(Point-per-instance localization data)
++++++++

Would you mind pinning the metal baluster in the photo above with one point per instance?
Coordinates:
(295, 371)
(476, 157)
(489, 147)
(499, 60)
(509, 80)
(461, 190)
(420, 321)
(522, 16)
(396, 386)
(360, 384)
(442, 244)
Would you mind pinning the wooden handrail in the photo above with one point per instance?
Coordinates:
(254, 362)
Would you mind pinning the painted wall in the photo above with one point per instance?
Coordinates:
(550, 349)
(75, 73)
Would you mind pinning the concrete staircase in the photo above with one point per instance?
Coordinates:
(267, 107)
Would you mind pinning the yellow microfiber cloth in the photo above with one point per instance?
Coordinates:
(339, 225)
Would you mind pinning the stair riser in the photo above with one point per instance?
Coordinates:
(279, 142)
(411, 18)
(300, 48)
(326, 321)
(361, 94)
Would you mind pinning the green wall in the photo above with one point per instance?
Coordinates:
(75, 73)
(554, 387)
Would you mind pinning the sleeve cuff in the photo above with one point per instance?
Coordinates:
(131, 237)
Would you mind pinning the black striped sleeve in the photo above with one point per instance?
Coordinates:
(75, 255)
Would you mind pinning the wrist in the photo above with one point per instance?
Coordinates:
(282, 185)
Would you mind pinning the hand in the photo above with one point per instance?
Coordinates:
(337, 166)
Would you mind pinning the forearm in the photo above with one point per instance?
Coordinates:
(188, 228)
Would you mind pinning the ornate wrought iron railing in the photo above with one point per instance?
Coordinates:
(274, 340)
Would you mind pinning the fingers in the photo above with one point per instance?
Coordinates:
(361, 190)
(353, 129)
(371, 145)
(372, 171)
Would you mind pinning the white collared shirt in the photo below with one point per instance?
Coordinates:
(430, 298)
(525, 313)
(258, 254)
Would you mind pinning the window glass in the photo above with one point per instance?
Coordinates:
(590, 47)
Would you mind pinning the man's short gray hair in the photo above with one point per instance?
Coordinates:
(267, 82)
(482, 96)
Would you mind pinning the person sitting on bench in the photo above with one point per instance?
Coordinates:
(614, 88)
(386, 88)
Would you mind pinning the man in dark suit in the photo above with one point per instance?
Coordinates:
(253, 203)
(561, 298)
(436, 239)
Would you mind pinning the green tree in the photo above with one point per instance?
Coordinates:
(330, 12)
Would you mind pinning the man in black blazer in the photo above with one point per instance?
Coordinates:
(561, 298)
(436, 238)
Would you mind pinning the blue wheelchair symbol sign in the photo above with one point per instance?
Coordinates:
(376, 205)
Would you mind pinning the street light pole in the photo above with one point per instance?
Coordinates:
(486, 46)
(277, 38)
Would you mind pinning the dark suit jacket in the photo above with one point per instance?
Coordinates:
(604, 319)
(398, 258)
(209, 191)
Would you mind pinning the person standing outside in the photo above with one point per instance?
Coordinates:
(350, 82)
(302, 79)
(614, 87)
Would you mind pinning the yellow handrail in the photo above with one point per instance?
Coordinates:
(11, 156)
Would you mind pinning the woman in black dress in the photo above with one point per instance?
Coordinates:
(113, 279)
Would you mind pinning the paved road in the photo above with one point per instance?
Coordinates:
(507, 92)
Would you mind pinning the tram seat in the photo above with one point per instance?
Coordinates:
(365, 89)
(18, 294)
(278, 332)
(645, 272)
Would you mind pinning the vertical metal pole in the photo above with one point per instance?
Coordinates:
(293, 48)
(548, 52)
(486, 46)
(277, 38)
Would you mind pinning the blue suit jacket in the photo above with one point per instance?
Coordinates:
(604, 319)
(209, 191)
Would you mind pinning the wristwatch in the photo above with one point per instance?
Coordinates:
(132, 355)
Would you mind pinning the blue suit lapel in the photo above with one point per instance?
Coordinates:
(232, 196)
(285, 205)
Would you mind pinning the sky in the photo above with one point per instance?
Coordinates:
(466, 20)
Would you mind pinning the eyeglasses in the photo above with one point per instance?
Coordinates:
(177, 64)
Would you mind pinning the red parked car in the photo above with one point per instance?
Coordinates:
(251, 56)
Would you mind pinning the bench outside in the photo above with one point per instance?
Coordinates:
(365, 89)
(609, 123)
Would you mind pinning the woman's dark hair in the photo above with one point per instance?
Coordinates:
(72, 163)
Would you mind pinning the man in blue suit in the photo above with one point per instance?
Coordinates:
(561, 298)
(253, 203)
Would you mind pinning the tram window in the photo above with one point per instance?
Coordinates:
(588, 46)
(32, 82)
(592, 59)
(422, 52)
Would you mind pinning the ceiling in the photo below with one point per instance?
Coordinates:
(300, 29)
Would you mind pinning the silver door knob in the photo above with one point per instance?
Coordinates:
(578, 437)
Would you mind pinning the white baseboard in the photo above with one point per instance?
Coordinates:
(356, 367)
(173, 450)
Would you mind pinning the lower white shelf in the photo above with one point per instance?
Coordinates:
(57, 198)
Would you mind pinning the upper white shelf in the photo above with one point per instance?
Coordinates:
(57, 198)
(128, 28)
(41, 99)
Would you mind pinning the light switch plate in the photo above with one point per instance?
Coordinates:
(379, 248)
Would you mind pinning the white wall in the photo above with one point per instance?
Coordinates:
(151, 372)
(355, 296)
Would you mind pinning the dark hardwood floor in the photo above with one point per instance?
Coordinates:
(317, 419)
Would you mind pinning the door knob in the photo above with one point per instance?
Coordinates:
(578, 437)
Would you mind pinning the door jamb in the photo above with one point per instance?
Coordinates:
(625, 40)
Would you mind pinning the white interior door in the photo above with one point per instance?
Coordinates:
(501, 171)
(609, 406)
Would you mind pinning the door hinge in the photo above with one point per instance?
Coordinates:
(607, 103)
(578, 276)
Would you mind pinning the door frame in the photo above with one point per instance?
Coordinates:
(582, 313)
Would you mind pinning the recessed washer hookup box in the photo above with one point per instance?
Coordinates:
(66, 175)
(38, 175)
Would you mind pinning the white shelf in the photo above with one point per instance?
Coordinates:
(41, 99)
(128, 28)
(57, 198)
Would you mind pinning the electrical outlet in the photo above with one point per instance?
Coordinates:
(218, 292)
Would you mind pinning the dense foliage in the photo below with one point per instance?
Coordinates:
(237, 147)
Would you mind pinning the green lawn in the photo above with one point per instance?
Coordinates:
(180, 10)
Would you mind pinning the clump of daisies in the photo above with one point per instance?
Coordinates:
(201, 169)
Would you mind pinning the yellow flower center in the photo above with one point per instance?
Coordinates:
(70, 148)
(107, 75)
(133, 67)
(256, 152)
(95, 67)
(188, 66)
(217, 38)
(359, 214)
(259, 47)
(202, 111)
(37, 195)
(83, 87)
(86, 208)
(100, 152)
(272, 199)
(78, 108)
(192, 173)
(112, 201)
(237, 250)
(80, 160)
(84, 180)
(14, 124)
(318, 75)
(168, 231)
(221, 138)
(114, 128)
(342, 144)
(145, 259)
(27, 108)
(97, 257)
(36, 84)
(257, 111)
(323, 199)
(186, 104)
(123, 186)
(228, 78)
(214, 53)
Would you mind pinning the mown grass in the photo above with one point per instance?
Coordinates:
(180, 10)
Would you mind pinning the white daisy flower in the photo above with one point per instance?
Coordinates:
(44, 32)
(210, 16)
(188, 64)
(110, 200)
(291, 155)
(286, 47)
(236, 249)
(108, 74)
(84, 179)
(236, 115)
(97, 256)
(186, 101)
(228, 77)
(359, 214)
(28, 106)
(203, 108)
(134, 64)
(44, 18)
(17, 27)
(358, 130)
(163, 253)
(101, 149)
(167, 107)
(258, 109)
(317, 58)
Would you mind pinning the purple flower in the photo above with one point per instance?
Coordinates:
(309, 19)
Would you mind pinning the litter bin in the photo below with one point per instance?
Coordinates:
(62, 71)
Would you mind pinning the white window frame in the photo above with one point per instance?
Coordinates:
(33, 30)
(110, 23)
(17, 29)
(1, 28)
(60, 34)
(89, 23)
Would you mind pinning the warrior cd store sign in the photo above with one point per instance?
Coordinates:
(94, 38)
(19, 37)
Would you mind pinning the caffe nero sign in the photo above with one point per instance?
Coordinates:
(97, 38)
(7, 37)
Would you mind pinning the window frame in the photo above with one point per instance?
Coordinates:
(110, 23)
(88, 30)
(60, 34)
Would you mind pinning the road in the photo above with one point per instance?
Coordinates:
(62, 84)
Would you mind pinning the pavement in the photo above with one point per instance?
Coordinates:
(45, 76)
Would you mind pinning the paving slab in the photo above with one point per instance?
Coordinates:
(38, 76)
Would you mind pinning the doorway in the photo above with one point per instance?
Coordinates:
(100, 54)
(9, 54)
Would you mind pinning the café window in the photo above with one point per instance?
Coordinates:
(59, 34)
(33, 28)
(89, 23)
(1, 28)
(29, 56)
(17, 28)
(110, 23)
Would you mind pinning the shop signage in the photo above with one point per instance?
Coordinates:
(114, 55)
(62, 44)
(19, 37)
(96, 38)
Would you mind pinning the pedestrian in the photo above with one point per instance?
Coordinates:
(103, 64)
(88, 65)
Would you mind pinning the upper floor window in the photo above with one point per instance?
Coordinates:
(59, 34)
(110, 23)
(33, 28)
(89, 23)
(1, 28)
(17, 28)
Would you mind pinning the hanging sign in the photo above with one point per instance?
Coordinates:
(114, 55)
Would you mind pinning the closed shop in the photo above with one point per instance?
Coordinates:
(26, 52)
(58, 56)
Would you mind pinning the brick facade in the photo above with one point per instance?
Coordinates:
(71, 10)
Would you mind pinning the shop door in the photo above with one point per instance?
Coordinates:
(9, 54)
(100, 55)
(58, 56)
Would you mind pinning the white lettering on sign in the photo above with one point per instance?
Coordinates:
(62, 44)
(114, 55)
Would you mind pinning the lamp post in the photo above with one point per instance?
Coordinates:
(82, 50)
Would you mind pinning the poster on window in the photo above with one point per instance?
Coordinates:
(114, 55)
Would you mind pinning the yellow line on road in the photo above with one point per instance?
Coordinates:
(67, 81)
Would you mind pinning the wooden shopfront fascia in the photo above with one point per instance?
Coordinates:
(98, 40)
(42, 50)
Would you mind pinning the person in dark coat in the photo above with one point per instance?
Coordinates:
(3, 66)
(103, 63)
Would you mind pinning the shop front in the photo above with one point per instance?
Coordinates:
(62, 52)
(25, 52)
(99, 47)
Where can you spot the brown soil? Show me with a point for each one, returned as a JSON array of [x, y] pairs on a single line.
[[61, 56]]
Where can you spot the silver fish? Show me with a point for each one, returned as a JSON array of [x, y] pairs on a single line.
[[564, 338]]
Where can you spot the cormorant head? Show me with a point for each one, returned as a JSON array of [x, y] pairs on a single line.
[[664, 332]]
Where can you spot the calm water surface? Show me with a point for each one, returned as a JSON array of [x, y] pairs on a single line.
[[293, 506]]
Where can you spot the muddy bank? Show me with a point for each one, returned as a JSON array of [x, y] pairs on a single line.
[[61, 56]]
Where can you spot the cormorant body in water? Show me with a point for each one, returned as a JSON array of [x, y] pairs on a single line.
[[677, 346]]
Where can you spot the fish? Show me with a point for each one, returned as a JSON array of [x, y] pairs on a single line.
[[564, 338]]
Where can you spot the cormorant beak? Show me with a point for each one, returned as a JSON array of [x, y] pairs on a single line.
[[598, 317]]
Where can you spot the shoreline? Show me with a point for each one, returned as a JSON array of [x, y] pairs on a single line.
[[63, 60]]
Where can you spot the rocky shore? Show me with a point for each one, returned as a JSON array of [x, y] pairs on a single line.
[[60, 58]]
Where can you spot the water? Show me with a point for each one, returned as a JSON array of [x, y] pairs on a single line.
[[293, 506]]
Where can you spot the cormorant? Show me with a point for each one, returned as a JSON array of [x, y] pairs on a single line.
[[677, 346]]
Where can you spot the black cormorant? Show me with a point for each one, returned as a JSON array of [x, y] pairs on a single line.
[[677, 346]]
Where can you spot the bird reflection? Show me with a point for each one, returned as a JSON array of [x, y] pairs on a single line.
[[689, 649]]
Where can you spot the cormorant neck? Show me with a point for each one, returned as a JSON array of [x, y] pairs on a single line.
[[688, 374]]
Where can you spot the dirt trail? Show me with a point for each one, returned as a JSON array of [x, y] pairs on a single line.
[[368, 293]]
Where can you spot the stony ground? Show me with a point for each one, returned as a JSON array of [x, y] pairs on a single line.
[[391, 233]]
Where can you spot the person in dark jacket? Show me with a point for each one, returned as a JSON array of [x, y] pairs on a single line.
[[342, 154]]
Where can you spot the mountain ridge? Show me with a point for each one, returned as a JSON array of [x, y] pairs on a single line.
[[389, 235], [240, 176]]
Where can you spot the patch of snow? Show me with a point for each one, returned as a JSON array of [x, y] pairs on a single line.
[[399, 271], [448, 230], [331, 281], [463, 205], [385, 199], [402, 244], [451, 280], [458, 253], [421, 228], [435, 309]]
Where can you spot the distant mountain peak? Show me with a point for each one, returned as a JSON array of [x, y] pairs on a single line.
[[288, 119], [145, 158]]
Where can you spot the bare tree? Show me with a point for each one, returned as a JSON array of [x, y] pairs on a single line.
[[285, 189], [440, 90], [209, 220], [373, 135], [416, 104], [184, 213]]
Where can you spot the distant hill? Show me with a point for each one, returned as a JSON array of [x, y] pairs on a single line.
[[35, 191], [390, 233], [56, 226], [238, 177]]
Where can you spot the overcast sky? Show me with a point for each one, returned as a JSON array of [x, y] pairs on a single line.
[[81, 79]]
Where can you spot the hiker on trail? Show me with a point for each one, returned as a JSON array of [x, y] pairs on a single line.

++++++++

## What the task requires
Which lines in the data hold the string "frame"? Copy each of them.

## Task output
Would you mind pinning the door frame in the photo above with one point per instance?
Would you mind pinning the white window frame in the photo above with one point per instance?
Would you mind pinning the window frame in the photo above with one point per instance?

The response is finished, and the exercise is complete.